What the exercise asks: Which lines below contain the string "cluster"? Extract each one in full, counting only matches with the same capitalization.
-- BEGIN Material --
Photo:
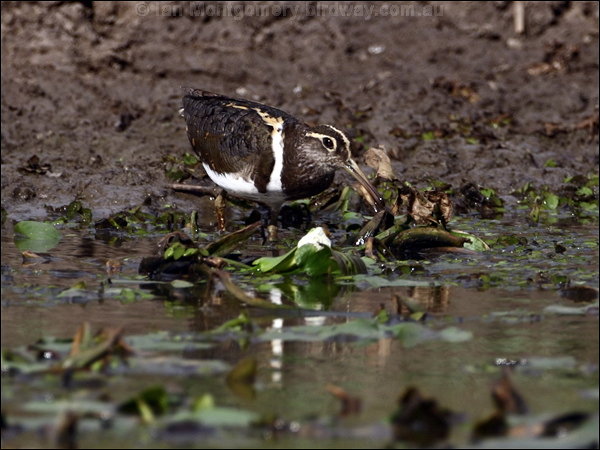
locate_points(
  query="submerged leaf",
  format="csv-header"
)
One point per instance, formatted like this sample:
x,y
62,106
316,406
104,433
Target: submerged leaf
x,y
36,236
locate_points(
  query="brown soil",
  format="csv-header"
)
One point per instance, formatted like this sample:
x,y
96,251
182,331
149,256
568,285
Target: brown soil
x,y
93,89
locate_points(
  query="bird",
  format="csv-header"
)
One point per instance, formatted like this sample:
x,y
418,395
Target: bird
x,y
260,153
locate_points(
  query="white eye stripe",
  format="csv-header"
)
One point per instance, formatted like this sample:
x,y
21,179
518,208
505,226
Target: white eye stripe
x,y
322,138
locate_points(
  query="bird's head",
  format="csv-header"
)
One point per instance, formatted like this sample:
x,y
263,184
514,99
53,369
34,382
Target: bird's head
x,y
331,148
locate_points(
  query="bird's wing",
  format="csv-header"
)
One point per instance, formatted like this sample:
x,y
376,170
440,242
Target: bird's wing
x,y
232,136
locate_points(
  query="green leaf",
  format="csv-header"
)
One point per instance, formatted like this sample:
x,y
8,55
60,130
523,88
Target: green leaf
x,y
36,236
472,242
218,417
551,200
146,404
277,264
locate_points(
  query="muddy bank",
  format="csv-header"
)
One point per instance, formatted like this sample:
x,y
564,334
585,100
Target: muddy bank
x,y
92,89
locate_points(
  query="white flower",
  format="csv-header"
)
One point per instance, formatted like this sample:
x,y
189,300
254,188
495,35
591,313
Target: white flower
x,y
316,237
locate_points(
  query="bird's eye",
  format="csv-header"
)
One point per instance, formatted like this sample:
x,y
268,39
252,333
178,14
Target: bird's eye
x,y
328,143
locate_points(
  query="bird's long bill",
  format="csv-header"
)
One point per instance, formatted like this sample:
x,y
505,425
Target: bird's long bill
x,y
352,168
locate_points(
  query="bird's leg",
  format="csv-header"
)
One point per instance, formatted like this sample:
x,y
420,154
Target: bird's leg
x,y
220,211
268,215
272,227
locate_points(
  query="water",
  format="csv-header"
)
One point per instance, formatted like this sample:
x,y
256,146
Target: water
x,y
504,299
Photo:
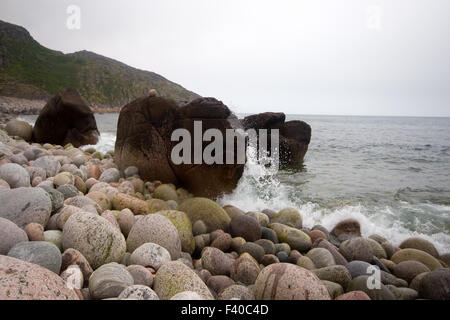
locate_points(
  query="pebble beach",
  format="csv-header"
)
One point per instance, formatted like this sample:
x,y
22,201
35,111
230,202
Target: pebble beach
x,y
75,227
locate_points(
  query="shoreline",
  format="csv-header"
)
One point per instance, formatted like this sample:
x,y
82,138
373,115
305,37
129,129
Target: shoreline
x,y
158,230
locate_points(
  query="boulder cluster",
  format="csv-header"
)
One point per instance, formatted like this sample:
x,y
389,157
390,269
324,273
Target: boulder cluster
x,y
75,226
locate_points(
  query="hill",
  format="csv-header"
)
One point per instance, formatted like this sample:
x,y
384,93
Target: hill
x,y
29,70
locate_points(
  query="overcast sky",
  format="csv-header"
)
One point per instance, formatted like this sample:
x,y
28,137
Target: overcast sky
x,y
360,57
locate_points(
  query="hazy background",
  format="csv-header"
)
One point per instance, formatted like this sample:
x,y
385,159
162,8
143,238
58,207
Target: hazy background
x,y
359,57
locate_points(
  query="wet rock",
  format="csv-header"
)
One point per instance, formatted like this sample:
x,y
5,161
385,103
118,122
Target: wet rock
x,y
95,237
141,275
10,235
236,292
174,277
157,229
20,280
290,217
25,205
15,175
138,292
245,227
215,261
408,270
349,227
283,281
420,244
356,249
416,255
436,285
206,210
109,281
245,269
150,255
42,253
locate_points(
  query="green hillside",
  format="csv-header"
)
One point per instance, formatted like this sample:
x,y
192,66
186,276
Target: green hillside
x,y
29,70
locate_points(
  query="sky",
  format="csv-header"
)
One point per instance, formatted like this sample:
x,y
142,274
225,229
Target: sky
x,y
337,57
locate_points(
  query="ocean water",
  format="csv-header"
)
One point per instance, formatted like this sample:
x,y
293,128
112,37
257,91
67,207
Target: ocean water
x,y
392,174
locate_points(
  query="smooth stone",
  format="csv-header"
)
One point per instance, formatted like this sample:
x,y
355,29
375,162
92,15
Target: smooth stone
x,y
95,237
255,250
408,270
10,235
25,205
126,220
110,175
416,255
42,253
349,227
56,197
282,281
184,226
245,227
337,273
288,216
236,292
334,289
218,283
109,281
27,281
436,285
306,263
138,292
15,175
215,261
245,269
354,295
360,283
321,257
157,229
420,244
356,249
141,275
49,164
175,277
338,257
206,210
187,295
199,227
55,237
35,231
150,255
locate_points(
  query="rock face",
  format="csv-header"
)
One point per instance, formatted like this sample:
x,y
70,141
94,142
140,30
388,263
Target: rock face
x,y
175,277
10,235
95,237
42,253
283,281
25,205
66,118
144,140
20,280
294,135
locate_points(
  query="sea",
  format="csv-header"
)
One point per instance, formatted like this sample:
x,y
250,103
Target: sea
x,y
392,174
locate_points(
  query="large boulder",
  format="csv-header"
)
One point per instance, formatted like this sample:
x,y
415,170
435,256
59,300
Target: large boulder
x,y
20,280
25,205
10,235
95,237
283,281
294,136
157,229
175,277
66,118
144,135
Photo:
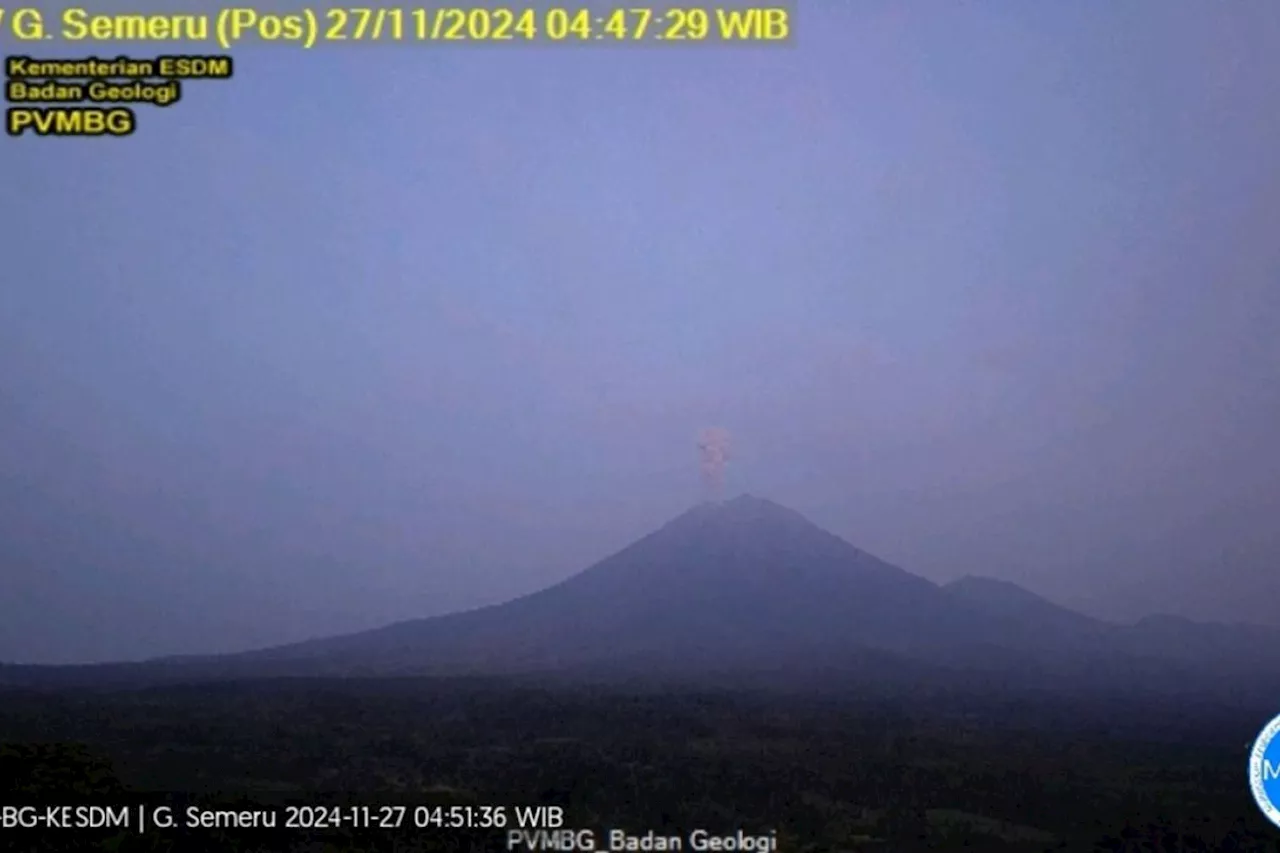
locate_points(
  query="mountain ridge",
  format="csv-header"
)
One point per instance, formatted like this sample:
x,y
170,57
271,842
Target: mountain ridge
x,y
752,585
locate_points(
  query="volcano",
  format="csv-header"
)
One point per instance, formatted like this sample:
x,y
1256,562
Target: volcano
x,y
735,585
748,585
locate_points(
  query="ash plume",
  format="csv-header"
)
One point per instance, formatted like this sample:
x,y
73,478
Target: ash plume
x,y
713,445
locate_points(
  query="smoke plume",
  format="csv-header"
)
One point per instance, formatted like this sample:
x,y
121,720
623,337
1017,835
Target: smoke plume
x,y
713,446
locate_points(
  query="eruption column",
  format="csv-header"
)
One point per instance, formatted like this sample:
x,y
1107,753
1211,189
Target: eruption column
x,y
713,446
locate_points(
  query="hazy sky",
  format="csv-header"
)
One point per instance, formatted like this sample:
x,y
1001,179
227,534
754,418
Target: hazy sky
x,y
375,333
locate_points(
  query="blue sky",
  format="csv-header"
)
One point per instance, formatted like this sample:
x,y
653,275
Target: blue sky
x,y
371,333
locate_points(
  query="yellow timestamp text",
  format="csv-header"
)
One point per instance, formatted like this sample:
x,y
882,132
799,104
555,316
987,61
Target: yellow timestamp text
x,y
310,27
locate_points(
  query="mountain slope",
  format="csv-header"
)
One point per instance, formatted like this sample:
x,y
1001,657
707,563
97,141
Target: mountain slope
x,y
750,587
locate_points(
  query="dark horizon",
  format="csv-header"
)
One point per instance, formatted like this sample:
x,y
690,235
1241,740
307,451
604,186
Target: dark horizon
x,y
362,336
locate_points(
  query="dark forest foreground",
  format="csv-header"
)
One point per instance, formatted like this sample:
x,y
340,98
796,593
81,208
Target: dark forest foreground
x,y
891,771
-- END Material --
-- BEGIN Material --
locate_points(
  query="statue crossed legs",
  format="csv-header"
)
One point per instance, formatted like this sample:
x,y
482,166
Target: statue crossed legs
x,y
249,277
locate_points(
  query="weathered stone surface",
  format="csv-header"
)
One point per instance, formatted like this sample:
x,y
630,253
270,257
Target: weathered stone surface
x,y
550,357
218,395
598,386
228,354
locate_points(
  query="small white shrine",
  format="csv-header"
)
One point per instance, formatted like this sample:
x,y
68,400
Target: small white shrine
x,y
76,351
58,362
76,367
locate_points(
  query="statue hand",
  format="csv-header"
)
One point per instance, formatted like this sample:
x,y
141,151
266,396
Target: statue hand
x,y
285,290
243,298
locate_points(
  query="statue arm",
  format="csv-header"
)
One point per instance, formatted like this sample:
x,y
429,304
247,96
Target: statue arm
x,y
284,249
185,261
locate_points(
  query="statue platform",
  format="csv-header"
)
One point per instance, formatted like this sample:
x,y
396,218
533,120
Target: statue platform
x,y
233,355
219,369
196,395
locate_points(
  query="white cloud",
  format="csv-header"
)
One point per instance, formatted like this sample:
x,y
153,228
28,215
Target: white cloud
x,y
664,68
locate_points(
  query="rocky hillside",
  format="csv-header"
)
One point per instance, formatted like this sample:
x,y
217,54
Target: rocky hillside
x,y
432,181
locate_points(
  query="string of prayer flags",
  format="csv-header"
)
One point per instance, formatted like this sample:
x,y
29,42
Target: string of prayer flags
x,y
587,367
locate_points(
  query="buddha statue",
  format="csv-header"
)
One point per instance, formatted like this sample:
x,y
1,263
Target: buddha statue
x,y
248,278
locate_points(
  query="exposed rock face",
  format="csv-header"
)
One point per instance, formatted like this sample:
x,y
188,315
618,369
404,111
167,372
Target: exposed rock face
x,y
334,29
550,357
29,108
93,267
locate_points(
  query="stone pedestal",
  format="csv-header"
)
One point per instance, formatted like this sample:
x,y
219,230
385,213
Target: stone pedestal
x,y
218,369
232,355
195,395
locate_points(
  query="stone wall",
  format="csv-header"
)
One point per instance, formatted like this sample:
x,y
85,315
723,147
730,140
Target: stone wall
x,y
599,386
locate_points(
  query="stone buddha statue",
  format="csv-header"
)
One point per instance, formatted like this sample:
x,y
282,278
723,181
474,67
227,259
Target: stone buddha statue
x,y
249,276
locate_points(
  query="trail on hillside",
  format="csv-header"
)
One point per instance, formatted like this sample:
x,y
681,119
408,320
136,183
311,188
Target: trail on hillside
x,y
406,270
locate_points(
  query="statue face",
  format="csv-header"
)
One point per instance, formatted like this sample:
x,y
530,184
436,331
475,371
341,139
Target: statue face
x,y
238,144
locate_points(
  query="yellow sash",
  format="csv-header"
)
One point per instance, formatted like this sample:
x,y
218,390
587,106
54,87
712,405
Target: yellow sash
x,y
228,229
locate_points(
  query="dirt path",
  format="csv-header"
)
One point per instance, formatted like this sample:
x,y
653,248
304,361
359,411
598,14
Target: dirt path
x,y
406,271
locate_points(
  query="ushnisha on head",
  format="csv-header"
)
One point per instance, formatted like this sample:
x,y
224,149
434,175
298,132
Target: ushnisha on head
-- END Material --
-- BEGIN Material --
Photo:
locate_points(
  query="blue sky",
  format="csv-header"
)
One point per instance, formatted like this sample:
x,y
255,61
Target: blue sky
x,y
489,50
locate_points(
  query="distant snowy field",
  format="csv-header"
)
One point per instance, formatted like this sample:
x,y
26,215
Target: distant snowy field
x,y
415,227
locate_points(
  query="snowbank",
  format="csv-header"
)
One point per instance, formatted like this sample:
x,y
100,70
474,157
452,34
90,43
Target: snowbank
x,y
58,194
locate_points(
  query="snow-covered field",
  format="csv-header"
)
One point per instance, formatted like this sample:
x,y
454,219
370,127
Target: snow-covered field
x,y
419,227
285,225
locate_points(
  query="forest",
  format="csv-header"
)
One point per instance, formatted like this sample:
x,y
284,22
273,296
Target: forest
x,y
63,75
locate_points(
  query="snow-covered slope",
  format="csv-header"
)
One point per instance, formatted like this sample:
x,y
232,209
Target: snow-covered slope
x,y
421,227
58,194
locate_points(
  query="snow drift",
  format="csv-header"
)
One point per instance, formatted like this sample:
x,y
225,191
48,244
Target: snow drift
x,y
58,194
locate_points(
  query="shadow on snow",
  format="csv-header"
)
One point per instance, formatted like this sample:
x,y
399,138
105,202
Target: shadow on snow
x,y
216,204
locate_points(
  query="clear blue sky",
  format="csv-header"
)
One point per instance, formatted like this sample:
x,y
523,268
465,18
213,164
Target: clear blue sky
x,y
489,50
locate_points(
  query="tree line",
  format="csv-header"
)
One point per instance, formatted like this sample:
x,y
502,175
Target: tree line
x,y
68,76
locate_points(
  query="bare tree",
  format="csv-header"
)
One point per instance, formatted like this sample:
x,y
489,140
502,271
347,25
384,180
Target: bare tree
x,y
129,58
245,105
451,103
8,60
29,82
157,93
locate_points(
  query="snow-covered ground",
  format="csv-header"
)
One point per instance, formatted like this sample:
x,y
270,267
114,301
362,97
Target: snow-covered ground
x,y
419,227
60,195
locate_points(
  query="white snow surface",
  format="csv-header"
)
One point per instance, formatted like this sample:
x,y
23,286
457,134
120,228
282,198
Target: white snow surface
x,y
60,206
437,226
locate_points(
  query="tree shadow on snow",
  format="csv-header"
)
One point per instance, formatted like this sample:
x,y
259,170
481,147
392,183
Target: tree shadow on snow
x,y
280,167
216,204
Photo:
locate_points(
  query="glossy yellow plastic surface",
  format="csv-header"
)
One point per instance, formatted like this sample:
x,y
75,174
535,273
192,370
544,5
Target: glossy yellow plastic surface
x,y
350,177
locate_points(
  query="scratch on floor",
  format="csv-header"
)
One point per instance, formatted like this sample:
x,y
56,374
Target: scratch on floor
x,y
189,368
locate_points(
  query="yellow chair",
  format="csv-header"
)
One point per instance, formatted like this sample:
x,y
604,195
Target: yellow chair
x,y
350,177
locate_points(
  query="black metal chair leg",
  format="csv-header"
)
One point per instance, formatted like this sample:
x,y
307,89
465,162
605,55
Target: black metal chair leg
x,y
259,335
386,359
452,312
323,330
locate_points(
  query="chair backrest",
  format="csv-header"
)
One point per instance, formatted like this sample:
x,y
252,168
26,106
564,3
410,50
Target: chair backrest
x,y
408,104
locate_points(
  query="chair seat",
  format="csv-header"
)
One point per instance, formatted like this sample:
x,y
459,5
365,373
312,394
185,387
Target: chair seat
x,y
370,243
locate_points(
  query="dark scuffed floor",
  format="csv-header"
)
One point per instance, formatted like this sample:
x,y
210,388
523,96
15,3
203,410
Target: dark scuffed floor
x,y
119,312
-- END Material --
Solution to this problem:
  query="boulder cluster",
Target: boulder cluster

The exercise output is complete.